** begin Reading text **
|
Dear South Arlington,
#GROWSOMEBALLS |
|
Can someone please elaborate on where exactly all this low SES housing is, exactly? I recently moved back to Arlington and shopped for homes, and real estate values seem very high even in South Arlington/areas zoned for Wakefield. Even places that used to be borderline dodgy are pretty pricey ($700k townhomes by Nauck!?)! There are newish yuppie apartments in places that I remember as pretty iffy.
....? |
Yep, you can spend 700k for your home and send your kid to a GS 3. I'm shocked this is coming to a head.
Affordable housing is concentrated around Columbia Pike ( especially past 4 mile run) and 50 at George Mason. They are sprinkled everywhere else, but not as concentrated. Also, the county releases a bunch of bs numbers about units ( being fewer than there really are). They don't county massive complexes like Barcroft. It's ridiculous. |
There are also ordinary non-AH lower income areas with SFHs that are either owned or rented out. I live in Nauck and the area on the western side of Glebe and the eastern end of Columbia Pike seem generally more low income. I think a lot of the area close to Wakefield and in the Four Mile Run area as well. My own street is decidedly mixed - several $1m new homes interspersed between genuinely tiny and/or rundown older houses. The gentrifiers are coming for better or for worse, but it's a slow process. |
|
17:32 here. We bought near my aging parents (which was the goal, school zoning aside), but given the prices everywhere in Arlington it is hard to define any of it as "affordable."
I need to drive around some of these areas bc I am having a hard time figuring out where all this housing is concentrated. |
Step 1: go to south Arlington Step 2: look for old apartment buildings on Columbia Pike Step 3: get an ice cream from the broiler |
|
Plenty of vacant office space in Ballston/Rosslyn corridor. The Career Center can move there.
** end Reading text **
Your instructions: Duplicate the passage of the Arlington housing thread starting at "I need to drive" and ending at "can move there.".
** begin Data excerpts **
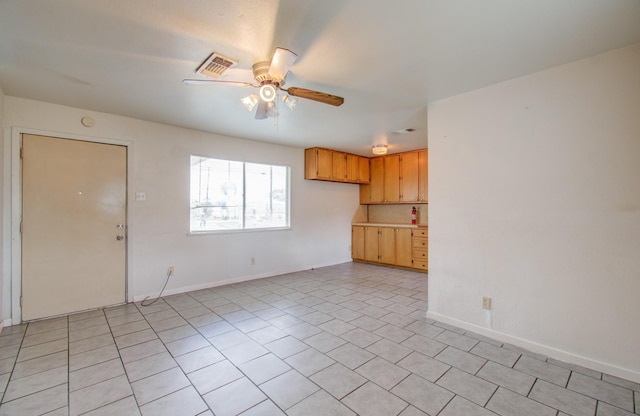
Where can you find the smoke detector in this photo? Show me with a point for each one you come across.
(215, 65)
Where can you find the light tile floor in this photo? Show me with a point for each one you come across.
(340, 340)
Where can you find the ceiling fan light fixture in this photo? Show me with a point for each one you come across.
(289, 101)
(379, 149)
(268, 93)
(272, 110)
(250, 101)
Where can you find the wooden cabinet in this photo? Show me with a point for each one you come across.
(398, 178)
(332, 165)
(393, 246)
(409, 177)
(420, 249)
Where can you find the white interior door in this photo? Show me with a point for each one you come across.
(73, 225)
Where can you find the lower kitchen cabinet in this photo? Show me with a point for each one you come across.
(393, 246)
(420, 249)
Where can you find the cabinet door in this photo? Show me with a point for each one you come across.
(409, 176)
(387, 248)
(376, 184)
(324, 163)
(339, 167)
(352, 168)
(403, 247)
(371, 244)
(392, 178)
(363, 169)
(422, 175)
(357, 242)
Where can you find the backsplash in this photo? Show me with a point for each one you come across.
(391, 214)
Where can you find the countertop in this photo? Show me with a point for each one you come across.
(379, 224)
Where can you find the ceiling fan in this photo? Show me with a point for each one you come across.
(270, 78)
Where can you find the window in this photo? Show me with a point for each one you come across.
(229, 195)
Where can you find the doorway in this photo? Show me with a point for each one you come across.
(73, 225)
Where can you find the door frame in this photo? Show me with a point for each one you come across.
(16, 213)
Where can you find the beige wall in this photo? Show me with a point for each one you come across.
(321, 212)
(534, 200)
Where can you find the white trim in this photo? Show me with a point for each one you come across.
(210, 285)
(551, 352)
(16, 213)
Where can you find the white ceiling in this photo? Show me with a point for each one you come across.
(388, 59)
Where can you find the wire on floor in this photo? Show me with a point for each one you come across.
(169, 273)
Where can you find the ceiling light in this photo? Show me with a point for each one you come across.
(250, 101)
(379, 149)
(404, 131)
(289, 101)
(268, 92)
(272, 110)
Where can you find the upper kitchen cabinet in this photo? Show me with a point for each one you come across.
(397, 179)
(331, 165)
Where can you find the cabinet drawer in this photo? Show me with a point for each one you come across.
(422, 265)
(420, 243)
(420, 233)
(419, 255)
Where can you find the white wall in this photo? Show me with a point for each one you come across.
(534, 200)
(3, 156)
(320, 212)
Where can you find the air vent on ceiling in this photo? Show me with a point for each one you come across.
(215, 65)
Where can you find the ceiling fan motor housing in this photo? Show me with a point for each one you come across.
(261, 74)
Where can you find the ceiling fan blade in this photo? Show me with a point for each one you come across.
(261, 112)
(213, 81)
(315, 96)
(280, 63)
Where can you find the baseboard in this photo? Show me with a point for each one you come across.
(540, 348)
(217, 283)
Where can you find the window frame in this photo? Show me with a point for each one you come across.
(244, 229)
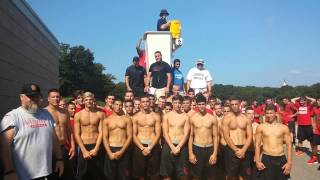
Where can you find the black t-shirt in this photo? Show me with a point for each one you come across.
(159, 72)
(160, 22)
(136, 76)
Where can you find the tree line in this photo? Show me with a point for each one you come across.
(78, 70)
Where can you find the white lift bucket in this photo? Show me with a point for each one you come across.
(157, 41)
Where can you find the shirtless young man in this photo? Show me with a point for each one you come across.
(63, 131)
(273, 164)
(128, 107)
(88, 134)
(203, 142)
(146, 135)
(186, 104)
(237, 131)
(250, 113)
(117, 136)
(174, 156)
(217, 107)
(107, 109)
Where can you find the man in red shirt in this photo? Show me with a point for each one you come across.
(289, 110)
(316, 128)
(257, 111)
(304, 120)
(78, 100)
(109, 102)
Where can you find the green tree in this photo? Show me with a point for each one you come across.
(78, 70)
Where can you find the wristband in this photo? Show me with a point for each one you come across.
(9, 172)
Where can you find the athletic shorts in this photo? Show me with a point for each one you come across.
(117, 169)
(221, 163)
(158, 93)
(273, 170)
(49, 177)
(68, 171)
(174, 166)
(292, 126)
(92, 168)
(305, 133)
(146, 165)
(235, 166)
(316, 139)
(202, 169)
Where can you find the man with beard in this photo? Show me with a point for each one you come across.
(159, 73)
(146, 135)
(88, 134)
(117, 136)
(63, 131)
(28, 139)
(237, 131)
(203, 142)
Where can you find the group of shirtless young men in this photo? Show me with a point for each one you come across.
(116, 142)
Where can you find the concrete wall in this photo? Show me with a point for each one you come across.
(28, 53)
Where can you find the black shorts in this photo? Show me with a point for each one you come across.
(316, 139)
(202, 169)
(117, 169)
(292, 126)
(146, 165)
(305, 133)
(174, 166)
(235, 166)
(93, 168)
(273, 170)
(221, 163)
(68, 171)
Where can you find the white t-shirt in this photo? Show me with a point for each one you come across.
(198, 78)
(31, 148)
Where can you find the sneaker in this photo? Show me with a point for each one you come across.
(299, 153)
(313, 160)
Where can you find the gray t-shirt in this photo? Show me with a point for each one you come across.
(32, 144)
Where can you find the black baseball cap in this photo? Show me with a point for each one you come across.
(30, 89)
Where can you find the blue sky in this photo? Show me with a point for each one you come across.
(247, 42)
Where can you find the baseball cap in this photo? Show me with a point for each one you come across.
(136, 58)
(200, 61)
(30, 89)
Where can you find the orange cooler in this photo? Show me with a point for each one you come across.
(175, 29)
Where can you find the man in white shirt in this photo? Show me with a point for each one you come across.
(199, 78)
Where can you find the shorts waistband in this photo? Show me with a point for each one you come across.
(275, 157)
(175, 141)
(146, 142)
(201, 145)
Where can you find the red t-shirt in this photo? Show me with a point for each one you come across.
(256, 110)
(142, 59)
(304, 114)
(289, 109)
(285, 117)
(316, 111)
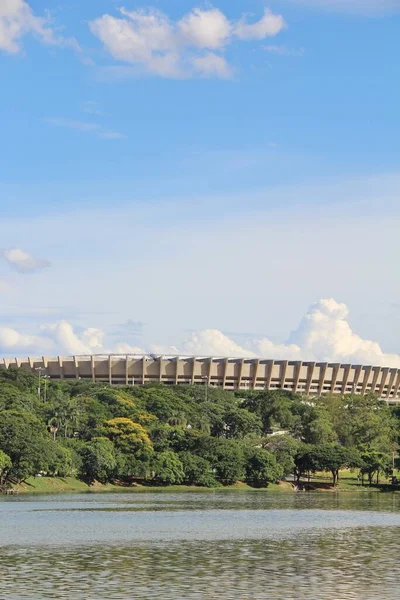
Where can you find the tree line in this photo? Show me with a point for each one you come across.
(165, 434)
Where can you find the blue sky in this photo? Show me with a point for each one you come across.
(125, 162)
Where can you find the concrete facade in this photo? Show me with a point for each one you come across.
(307, 378)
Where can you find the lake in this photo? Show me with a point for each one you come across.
(222, 544)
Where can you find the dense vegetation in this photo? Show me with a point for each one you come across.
(181, 435)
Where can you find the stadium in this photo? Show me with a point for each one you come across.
(307, 378)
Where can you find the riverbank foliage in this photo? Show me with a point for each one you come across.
(181, 435)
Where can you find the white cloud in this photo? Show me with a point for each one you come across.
(323, 334)
(65, 340)
(154, 44)
(362, 7)
(21, 261)
(212, 65)
(212, 342)
(17, 20)
(269, 25)
(205, 29)
(13, 341)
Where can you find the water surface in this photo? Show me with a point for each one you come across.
(223, 545)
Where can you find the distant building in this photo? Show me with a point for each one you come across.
(308, 378)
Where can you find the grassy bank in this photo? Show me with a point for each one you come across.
(71, 485)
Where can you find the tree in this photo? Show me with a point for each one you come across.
(59, 460)
(23, 438)
(197, 470)
(284, 448)
(373, 463)
(168, 468)
(239, 422)
(273, 407)
(63, 415)
(319, 430)
(333, 458)
(128, 436)
(262, 468)
(227, 459)
(98, 460)
(5, 466)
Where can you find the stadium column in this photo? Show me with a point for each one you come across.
(76, 367)
(335, 373)
(194, 370)
(143, 370)
(368, 371)
(283, 374)
(240, 373)
(310, 374)
(297, 371)
(397, 385)
(391, 382)
(377, 371)
(60, 366)
(225, 373)
(322, 373)
(110, 369)
(385, 373)
(270, 364)
(255, 373)
(346, 376)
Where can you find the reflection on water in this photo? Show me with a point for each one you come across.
(221, 545)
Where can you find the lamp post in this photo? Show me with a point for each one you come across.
(45, 377)
(206, 384)
(39, 370)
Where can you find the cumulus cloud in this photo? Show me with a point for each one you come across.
(21, 261)
(189, 47)
(323, 334)
(269, 25)
(17, 20)
(213, 342)
(13, 341)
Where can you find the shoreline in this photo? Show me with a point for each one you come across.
(71, 485)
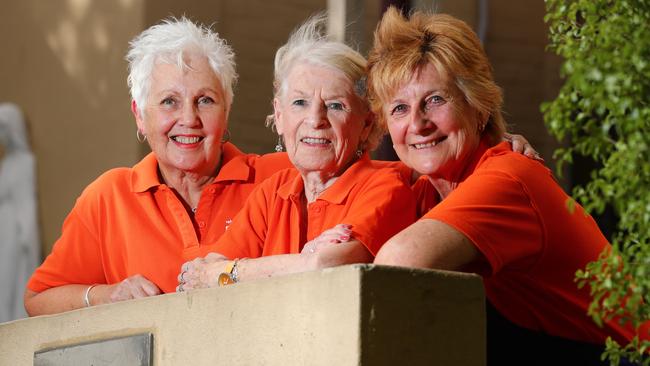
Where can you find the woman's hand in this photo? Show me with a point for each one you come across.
(134, 287)
(521, 145)
(340, 233)
(201, 272)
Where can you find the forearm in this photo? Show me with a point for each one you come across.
(330, 256)
(55, 300)
(429, 244)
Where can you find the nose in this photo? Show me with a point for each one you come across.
(189, 115)
(420, 122)
(317, 115)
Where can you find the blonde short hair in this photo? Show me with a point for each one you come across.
(309, 44)
(403, 46)
(168, 42)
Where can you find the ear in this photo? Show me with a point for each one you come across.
(139, 121)
(368, 123)
(277, 115)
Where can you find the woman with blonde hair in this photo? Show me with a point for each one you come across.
(336, 206)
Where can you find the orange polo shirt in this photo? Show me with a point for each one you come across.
(514, 212)
(376, 202)
(127, 222)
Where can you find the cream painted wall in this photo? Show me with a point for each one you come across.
(62, 62)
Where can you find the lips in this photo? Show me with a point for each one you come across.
(315, 141)
(186, 140)
(428, 144)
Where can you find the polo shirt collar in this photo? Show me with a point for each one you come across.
(234, 166)
(337, 192)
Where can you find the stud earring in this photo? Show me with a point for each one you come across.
(278, 146)
(226, 136)
(140, 136)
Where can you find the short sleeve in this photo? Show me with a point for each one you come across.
(75, 257)
(383, 207)
(494, 210)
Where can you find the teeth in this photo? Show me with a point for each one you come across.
(186, 139)
(311, 140)
(422, 146)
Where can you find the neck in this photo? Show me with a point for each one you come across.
(448, 179)
(188, 185)
(317, 181)
(316, 184)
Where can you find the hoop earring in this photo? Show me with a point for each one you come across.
(226, 136)
(278, 146)
(140, 136)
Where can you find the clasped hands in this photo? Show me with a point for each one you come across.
(204, 272)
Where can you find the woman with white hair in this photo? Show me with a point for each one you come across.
(335, 194)
(132, 228)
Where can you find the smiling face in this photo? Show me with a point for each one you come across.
(185, 117)
(323, 122)
(433, 129)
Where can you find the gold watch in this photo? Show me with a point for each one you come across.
(229, 275)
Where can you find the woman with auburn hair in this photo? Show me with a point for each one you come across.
(500, 214)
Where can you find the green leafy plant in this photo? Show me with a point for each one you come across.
(603, 112)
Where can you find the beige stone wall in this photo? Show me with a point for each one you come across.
(351, 315)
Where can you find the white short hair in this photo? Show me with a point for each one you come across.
(309, 44)
(169, 42)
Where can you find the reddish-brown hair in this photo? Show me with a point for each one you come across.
(403, 46)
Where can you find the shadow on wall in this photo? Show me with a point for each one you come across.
(66, 69)
(19, 238)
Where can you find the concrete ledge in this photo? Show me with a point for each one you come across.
(350, 315)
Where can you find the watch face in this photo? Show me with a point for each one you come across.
(225, 279)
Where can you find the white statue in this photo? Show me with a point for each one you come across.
(19, 238)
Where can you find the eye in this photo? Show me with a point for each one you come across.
(336, 106)
(432, 101)
(206, 100)
(399, 109)
(169, 101)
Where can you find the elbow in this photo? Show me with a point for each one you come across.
(393, 254)
(29, 302)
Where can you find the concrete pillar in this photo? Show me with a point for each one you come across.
(350, 315)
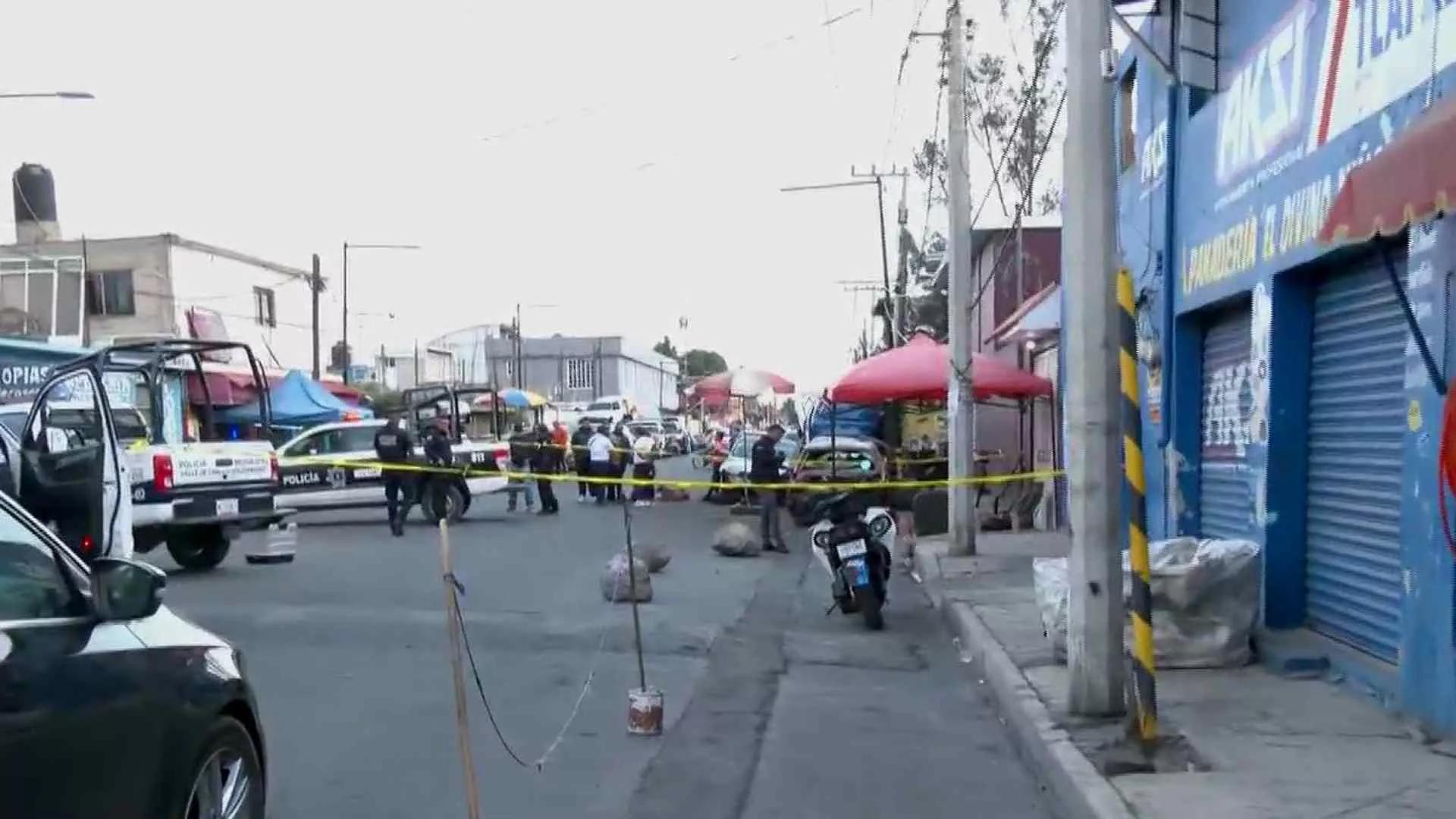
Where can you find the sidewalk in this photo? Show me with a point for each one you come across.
(1266, 746)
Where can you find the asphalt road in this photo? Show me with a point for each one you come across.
(791, 713)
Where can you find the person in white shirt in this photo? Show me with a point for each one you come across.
(601, 452)
(644, 468)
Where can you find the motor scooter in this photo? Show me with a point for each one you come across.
(852, 542)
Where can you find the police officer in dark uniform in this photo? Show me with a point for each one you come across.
(438, 453)
(394, 445)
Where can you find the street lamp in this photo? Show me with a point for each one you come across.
(47, 95)
(372, 246)
(520, 347)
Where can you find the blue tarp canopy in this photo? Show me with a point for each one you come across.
(851, 420)
(297, 401)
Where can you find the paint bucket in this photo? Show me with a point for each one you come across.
(645, 711)
(280, 544)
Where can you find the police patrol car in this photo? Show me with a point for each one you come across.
(194, 496)
(316, 475)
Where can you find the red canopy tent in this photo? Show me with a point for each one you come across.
(1411, 180)
(921, 369)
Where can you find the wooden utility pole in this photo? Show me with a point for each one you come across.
(316, 286)
(962, 406)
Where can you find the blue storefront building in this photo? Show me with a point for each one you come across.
(1286, 395)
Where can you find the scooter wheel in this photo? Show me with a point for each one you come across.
(871, 607)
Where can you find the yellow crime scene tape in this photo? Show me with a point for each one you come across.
(677, 483)
(576, 447)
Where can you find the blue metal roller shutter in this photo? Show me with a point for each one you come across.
(1225, 503)
(1356, 431)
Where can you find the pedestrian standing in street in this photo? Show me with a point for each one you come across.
(642, 469)
(622, 460)
(560, 441)
(599, 450)
(440, 457)
(764, 468)
(717, 453)
(523, 450)
(394, 445)
(582, 457)
(546, 464)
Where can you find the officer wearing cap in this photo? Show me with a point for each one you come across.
(394, 445)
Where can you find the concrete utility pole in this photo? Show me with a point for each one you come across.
(902, 267)
(316, 284)
(962, 406)
(346, 314)
(1090, 338)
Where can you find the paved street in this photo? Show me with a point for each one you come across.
(792, 713)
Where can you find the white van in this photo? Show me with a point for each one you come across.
(609, 410)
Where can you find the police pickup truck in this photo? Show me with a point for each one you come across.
(316, 471)
(193, 496)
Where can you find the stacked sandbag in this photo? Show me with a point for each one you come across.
(1206, 601)
(654, 556)
(737, 539)
(617, 585)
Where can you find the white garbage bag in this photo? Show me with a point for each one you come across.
(1206, 601)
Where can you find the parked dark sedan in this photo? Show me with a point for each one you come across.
(111, 704)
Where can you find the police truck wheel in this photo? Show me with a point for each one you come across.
(455, 504)
(199, 548)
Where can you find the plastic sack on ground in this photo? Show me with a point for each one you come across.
(1206, 601)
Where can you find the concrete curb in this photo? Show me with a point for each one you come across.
(1081, 790)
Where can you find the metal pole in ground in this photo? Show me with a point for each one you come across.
(472, 792)
(1142, 668)
(1090, 338)
(962, 400)
(644, 704)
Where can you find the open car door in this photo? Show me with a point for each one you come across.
(71, 465)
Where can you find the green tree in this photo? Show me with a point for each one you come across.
(789, 414)
(698, 363)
** end Data excerpts **
Final answer:
I need to drive around some of these areas bc I am having a hard time figuring out where all this housing is concentrated. |
Step 1: go to south Arlington Step 2: look for old apartment buildings on Columbia Pike Step 3: get an ice cream from the broiler |
|
Plenty of vacant office space in Ballston/Rosslyn corridor. The Career Center can move there.